▶ **Objective**
Can you rewrite the material from the line containing "Using the image above, draw a bounding box around the glove" through the end, requests included, with every coordinate in the answers multiplied by 0.7 and rounded to a whole number, halves rounding up?

---+---

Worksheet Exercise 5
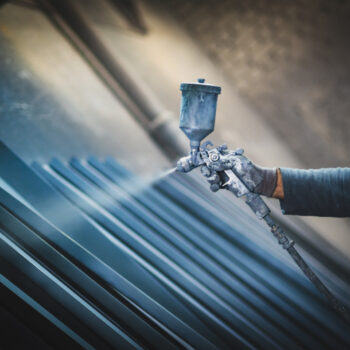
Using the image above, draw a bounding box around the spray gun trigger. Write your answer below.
[201,140,214,151]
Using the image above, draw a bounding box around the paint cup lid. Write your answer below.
[180,78,221,95]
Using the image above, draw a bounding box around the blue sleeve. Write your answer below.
[280,168,350,217]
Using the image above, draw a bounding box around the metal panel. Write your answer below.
[0,141,350,349]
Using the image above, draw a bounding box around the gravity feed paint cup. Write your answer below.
[180,79,221,149]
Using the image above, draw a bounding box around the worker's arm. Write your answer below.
[203,155,350,217]
[273,168,350,217]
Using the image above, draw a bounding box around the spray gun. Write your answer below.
[176,79,350,323]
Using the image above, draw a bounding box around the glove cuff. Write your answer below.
[259,168,277,197]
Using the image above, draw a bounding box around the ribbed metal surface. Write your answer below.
[0,141,350,349]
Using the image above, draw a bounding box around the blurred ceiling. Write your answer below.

---+---

▶ **Full response**
Using the image above, draw a bounding box around the glove cuff. Write your answer below.
[181,118,194,138]
Using the image above, draw a bounding box around the ribbed metal surface. Write your answer below.
[0,99,245,244]
Using the image above, draw a bounding box around the blurred ceiling. Write your answer below.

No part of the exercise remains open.